### ABOUT THIS EXERCISE
Give back the records below exactly, every one, with no pictures.

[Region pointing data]
◇ ◇ ◇

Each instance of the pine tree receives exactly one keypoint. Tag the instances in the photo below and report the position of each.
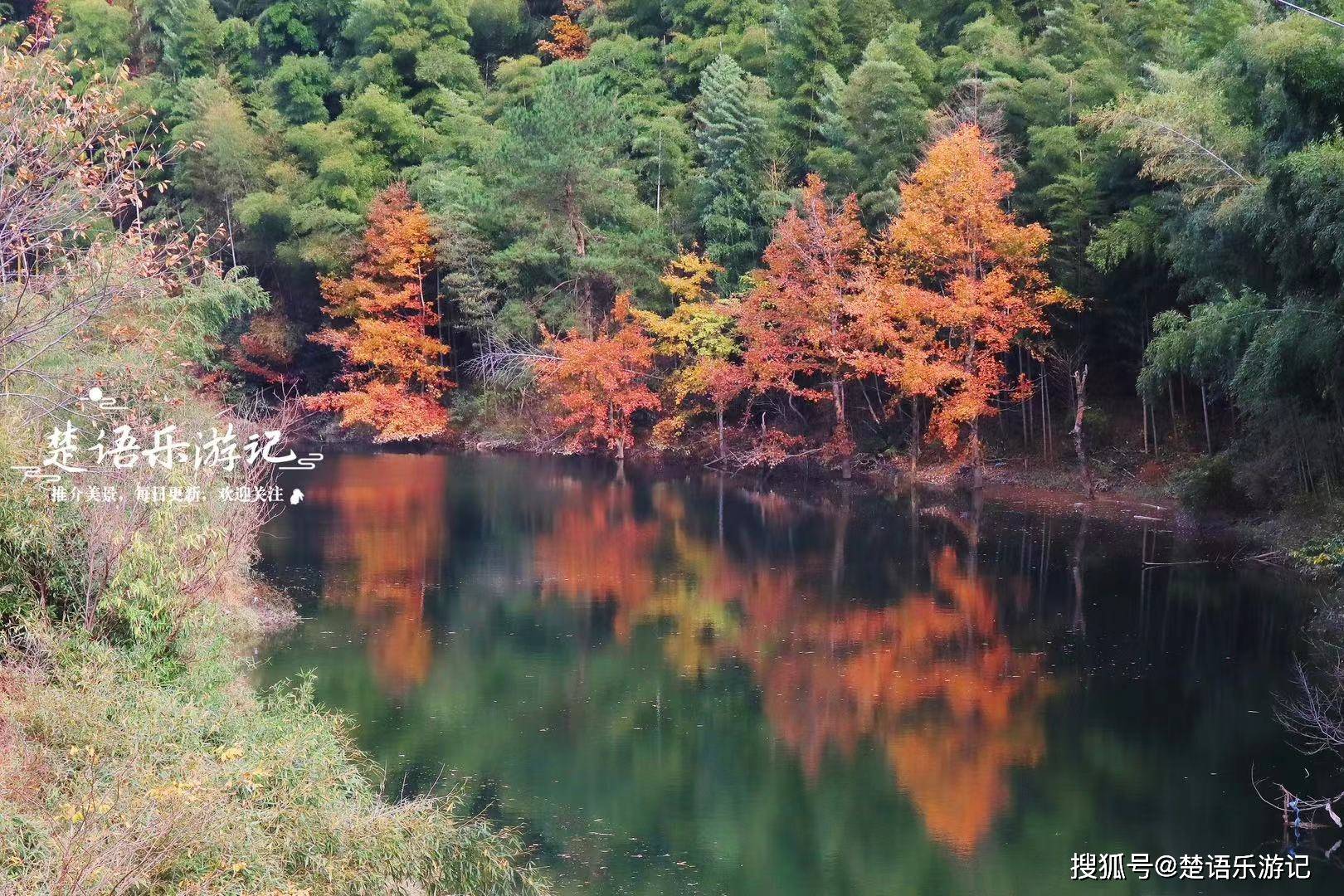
(808, 39)
(732, 137)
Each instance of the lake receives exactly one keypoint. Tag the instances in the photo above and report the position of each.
(694, 685)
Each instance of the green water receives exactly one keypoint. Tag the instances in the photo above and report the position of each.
(698, 687)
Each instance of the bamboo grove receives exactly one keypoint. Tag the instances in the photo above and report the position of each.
(760, 231)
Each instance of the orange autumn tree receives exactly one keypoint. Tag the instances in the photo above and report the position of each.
(569, 39)
(392, 373)
(597, 384)
(699, 338)
(968, 281)
(804, 319)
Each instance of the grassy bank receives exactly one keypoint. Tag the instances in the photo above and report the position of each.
(134, 755)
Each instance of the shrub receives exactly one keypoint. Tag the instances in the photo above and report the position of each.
(1209, 484)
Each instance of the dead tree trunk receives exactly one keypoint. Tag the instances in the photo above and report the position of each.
(1079, 407)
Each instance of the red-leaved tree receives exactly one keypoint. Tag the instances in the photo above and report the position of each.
(392, 377)
(594, 386)
(965, 281)
(804, 321)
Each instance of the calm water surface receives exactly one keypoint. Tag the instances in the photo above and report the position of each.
(680, 687)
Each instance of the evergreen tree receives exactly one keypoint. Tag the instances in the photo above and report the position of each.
(810, 41)
(732, 139)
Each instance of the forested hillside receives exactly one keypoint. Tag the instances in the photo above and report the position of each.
(767, 230)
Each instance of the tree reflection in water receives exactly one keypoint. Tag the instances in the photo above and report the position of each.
(390, 528)
(696, 683)
(929, 674)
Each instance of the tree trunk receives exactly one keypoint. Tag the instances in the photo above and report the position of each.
(1203, 399)
(723, 450)
(977, 475)
(1079, 449)
(914, 438)
(1144, 406)
(838, 394)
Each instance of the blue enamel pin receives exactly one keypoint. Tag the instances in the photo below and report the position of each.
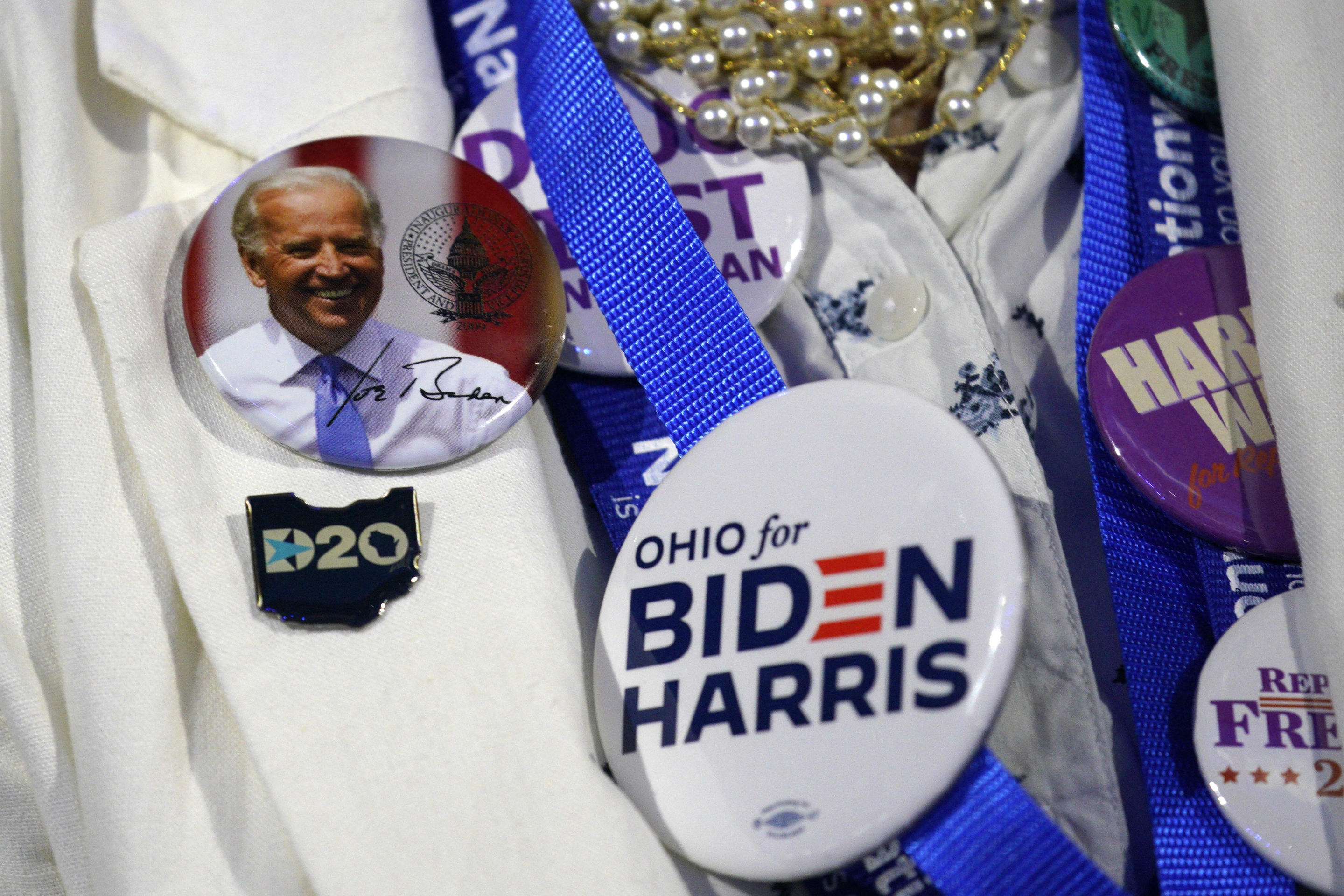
(334, 566)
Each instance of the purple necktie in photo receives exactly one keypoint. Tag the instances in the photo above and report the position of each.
(341, 429)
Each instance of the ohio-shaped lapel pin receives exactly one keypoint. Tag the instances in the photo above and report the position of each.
(334, 566)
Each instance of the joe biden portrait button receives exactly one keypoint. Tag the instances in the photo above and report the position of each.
(374, 303)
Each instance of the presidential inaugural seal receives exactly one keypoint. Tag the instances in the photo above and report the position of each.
(468, 261)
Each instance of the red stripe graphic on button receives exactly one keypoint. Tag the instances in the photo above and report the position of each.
(857, 594)
(846, 628)
(1291, 703)
(853, 594)
(853, 562)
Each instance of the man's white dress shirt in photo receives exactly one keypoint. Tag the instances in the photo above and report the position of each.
(422, 402)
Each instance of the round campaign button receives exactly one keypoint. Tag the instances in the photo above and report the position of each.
(1169, 45)
(1176, 389)
(1269, 745)
(752, 210)
(810, 629)
(374, 303)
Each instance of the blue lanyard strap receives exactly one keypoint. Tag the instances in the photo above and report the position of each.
(1162, 603)
(682, 331)
(700, 359)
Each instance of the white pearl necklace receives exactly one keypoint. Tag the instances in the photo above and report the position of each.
(850, 66)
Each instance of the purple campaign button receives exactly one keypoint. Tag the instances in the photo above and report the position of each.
(1176, 389)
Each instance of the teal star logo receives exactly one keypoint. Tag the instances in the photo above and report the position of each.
(286, 550)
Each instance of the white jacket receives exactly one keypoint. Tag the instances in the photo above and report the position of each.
(158, 735)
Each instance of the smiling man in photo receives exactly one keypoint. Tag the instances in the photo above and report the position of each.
(320, 374)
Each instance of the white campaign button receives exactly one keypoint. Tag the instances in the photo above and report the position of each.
(752, 210)
(1269, 743)
(810, 629)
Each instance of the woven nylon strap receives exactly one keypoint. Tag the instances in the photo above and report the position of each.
(700, 359)
(1155, 574)
(674, 315)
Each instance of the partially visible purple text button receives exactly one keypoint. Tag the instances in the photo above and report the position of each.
(1176, 389)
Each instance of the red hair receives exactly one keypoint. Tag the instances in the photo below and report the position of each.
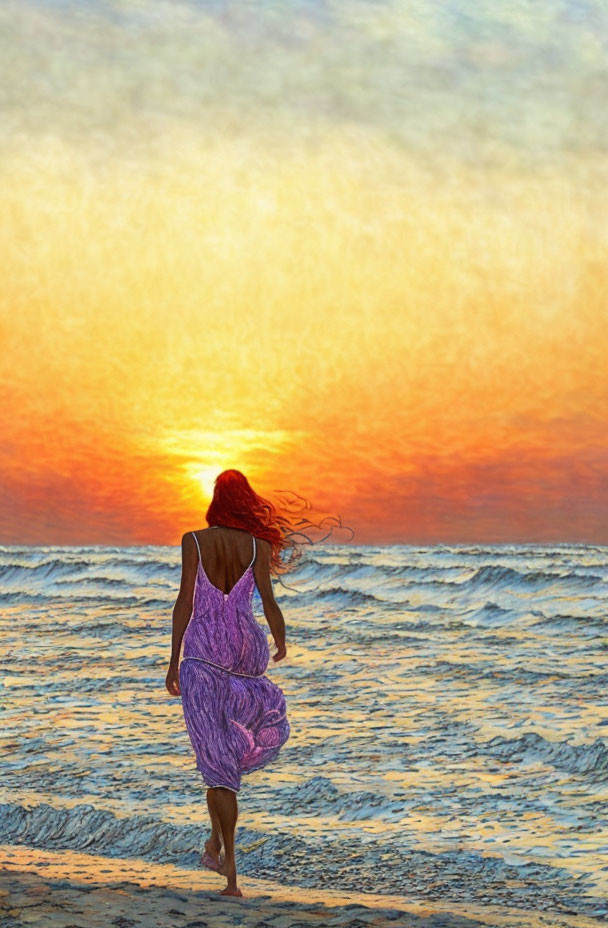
(235, 504)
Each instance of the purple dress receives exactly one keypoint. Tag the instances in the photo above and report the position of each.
(235, 716)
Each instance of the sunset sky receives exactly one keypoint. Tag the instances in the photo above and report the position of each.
(357, 250)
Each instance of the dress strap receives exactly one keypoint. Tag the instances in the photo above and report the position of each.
(198, 546)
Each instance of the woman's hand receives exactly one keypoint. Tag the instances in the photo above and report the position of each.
(172, 681)
(281, 652)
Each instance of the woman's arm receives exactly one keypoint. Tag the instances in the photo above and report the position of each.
(182, 611)
(272, 611)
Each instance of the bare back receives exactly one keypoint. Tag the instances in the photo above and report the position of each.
(226, 554)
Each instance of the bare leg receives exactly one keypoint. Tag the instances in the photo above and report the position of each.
(213, 844)
(227, 809)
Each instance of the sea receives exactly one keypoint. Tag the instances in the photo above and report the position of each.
(448, 708)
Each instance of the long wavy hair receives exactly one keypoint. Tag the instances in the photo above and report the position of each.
(235, 504)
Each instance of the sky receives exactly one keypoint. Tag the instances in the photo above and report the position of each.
(356, 250)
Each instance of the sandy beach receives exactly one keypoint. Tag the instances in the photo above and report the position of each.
(467, 781)
(74, 890)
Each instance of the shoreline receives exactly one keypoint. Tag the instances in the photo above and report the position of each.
(65, 889)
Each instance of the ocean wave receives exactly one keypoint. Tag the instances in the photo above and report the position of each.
(587, 760)
(494, 575)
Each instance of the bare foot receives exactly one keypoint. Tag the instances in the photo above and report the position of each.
(229, 871)
(231, 891)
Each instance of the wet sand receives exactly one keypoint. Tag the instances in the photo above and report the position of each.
(73, 890)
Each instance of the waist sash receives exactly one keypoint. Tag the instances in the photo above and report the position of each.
(219, 667)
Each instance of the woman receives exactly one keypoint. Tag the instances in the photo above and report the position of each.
(234, 714)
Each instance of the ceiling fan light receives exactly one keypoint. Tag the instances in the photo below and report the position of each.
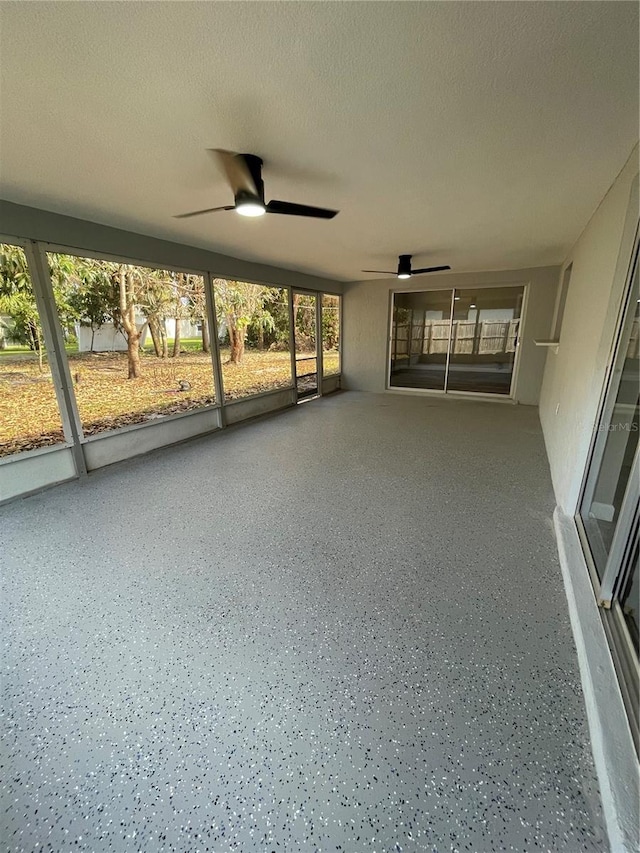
(250, 208)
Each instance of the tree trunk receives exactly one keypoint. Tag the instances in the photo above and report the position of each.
(128, 316)
(176, 339)
(154, 328)
(236, 339)
(37, 344)
(206, 344)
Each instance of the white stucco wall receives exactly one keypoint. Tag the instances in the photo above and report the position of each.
(574, 376)
(366, 324)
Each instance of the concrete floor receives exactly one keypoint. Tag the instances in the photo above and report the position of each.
(339, 629)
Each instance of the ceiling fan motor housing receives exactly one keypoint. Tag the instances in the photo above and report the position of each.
(254, 165)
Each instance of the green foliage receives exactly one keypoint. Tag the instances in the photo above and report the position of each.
(17, 299)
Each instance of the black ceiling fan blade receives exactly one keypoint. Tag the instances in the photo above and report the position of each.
(200, 212)
(429, 269)
(236, 170)
(289, 209)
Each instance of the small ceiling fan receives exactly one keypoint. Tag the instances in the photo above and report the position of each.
(244, 175)
(404, 268)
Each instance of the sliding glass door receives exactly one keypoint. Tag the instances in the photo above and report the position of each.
(420, 339)
(456, 340)
(609, 514)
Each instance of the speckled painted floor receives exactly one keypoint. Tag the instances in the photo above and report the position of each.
(339, 629)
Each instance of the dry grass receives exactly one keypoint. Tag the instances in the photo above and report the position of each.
(106, 399)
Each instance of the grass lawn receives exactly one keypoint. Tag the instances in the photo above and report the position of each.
(107, 400)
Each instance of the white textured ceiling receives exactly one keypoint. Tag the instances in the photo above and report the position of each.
(478, 134)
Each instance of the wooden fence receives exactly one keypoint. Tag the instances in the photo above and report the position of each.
(471, 337)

◇ ◇ ◇

### OUTPUT FOR THIS EXERCISE
Each instance of the pine tree receives exactly one keypoint. Tag the instances in the photo below and report the position of each.
(808, 39)
(732, 137)
Each instance of the lake receives exactly one keypoint. Tag the instances in the photo above and report the position of each.
(694, 685)
Each instance of the green water receives exactly one keypoint. Tag the instances in the photo above and report the position of each.
(698, 687)
Each instance of the bamboo grove receives exactly one keypoint. Tag the instances in the photo above and report the position of each.
(760, 231)
Each instance of the orange autumn tree receives exactly one keypoint. Tag the instances in the photo above and report the position of each.
(569, 39)
(392, 373)
(597, 384)
(699, 338)
(968, 281)
(804, 319)
Each instance of the grassy bank receives exactly one keypoint. Tag the instances in the photo above and report the position of each.
(134, 755)
Each instance of the shrub receives exactly one keypoint. Tag the instances in the photo above and report the position of each.
(1209, 484)
Each instance of the dead tree trunk receives exactly one keypoint. Tag the instances in the photo above and report the position of each.
(1079, 407)
Each instance of the red-leaved tree receives exactly one keypoint. Tag the instances in the photo above and report the position of each.
(392, 377)
(594, 386)
(965, 281)
(804, 321)
Each instance of the calm water surface receives exactly one keypoint. Tag the instances in the photo above and report the position of each.
(680, 687)
Each instance of the evergreen tree receives exactly one keypoint. Tag the instances in the photo above and report the position of each.
(810, 41)
(732, 139)
Each instance of the forested hillside receives exactly one keypoint. Tag the instances in the photo above and report the position of each.
(767, 230)
Each instance of the tree reflection in water receives exactly one keypoint. Tag the instances in the photo above and report the position of each.
(390, 528)
(696, 683)
(929, 674)
Each instance of the tree trunk receives exactly one keypoint. Tag the instances in the photo above and report the position of each.
(1203, 399)
(723, 450)
(977, 475)
(1079, 449)
(914, 438)
(1144, 406)
(838, 394)
Each instance of the blue enamel pin receives exactly one keypoint. Tag the instances in the photo below and report the position of each.
(334, 566)
Each instance of the purple necktie in photo receives exactly one keypoint. Tag the instances in the photo above and report the position of each.
(341, 429)
Each instance of the ohio-shaped lapel pin receives exactly one keypoint. Tag the instances in the photo above and report the position of each.
(334, 566)
Each instance of the joe biden portrait button receives exactly one keypoint. Tag the instances in the photo above and report the position of each.
(374, 303)
Each instance of the presidential inaugural seal receives exactly one keypoint. Tag the instances in the photo above and report the position of each.
(468, 261)
Each instance of the red stripe graphic on button receives exactly one keypoint. Tag the instances in the photo above and report the position of each.
(857, 594)
(846, 628)
(1291, 703)
(853, 594)
(853, 562)
Each instance of the man's white dress shirt in photo receives exactly one keypoint. Tag the instances in the photo above and report the position of each.
(422, 402)
Each instance of the round campaign button receives exactly one keypoint. Tag the instances in the photo above and report the position of each.
(1169, 45)
(1176, 389)
(1269, 745)
(752, 210)
(810, 629)
(374, 303)
Each instance of the blue lanyard strap receives exactly one keypoint. Tag the instances in the photo above and report the position of each.
(1162, 603)
(682, 331)
(700, 359)
Each instance of the white pearl necklace receives exactly one keypoint. Tag the instances in the photo above and report the position of each.
(850, 66)
Each instance of the purple campaign button receives exactly one keypoint. Tag the instances in the photo above and report the position of each.
(1176, 389)
Each instance of the teal star logo receives exactly one keypoint. Tag the instances in the photo above and report the position of each.
(286, 550)
Each instance of the white jacket receives exactly one keypoint. Tag the instances in the photo above and report the position of each.
(158, 735)
Each instance of the smiling man in photo receives exactly one keypoint. Tag the instances in the photo above and report the position of each.
(320, 374)
Each instance of the white campaign button receives exactly one keypoint. Tag the instances in the photo above and report the position of each.
(752, 210)
(1269, 743)
(810, 629)
Each instance of the woven nylon strap receives exactly one keypoint. Tag the instances in the photo above and report the position of each.
(700, 359)
(1155, 574)
(674, 315)
Each instance of the partially visible purple text button receives exactly one keypoint. Tag the instances in the photo above and report the position of each.
(1176, 389)
Each instance of the red hair receives exactly one keypoint. Tag the instances in the photo below and report the position of each.
(235, 504)
Each instance of the purple dress receives exactly one keypoint. Tag the instances in the photo above and report the position of each.
(235, 716)
Each instance of the sunset sky receives exactly one keypoint. Tag the instances in the photo above and report the position of each.
(357, 250)
Each instance of the dress strap receives exactly one keypoint. Tag the instances in the photo above and report the position of each.
(198, 546)
Each instance of the woman's hand receives exactly one keypoint. Tag the instances in the photo above and report the position of each.
(172, 681)
(281, 652)
Each instance of the woman's arm receives exactly one keypoint. Tag the instances in the photo above and report the position of each.
(182, 611)
(272, 611)
Each instance of the bare back receives exactly one keypoint. Tag the instances in the photo above and report the position of each.
(226, 554)
Each instance of the bare leg receives exactly one keypoint. Tag the instances in the photo above and report the position of each.
(213, 844)
(227, 809)
Each instance of the sea receives exactly one keypoint. Tag the instances in the photo above and report the position of each.
(448, 708)
Each instance of the long wavy hair receives exactly one keypoint. Tag the instances in the photo above and report the position of each.
(235, 504)
Each instance of the sky receives exactly one keypoint. Tag the instances in the photo above and report the position of each.
(356, 250)
Each instance of the sandy beach receives exactly one keypoint. Tag the instances in the photo above and report the position of each.
(467, 781)
(74, 890)
Each instance of the shoreline receives exactly one keypoint. Tag the instances in the photo above and report the position of each.
(65, 889)
Each instance of the ocean wave receives exactly one keypoint. Tag the instances in the photo above and report the position of each.
(587, 760)
(494, 575)
Each instance of the bare foot receives exactly one keypoint. Tag the instances in the photo above and report the position of each.
(229, 871)
(231, 891)
Each instance of the wet sand receives exactly one keypoint. Tag the instances in the photo above and report the position of each.
(73, 890)
Each instance of the waist sash receives exactly one keypoint. Tag the instances in the photo above and report the position of each.
(219, 667)
Each instance of the woman receives exactly one keypoint. Tag the instances in the photo above and report the position of each.
(234, 714)
Each instance of the ceiling fan light receives exactly one keypoint. Tag the instances in the photo below and report the position of each.
(250, 208)
Each instance of the tree trunk receives exactly one keypoint. Tag the instances in the photo above and report the position of each.
(128, 316)
(176, 339)
(154, 328)
(236, 339)
(37, 344)
(206, 344)
Each instance of the white stucco wall receives exactly one keypoint. Tag the instances in the photo above and report the position of each.
(574, 376)
(366, 324)
Each instance of the concrete floor receives exactly one keypoint. Tag the instances in the photo above and report the position of each.
(339, 629)
Each instance of the ceiling fan motor housing receives exactly one keypoint. Tag the instances in the photo above and report the position of each.
(254, 165)
Each instance of the green foliage receives exactly one keypoint. Tag the instances in the photo above and report the position of each.
(17, 299)
Each instance of the black ceiling fan blade receives exactly one keypoint. Tag the instances in the photo above and report the position of each.
(200, 212)
(429, 269)
(236, 170)
(289, 209)
Each instance of the small ceiling fan receives exactly one keypoint. Tag the instances in the photo above and report the position of each.
(244, 175)
(404, 268)
Each instance of the sliding glass door receives exactly one keypoint. Tag the instances in the photo above and report the position of each.
(420, 339)
(456, 340)
(609, 514)
Each instance of the speckled painted floor receives exactly one keypoint. Tag the instances in the photo above and report the position of each.
(339, 629)
Each instance of the dry grass receives exactly one keypoint. Tag the instances in the photo above and report the position of each.
(106, 399)
Each instance of the grass lawn receives exactly one keypoint. Tag the instances in the photo above and report the position of each.
(107, 400)
Each instance of the white textured ceiling receives exactly one keypoint. Tag the instances in the photo above and report the position of each.
(478, 134)
Each instance of the wooden fence receives exactly one keypoint. Tag the instances in the photo above and report the position of each.
(471, 337)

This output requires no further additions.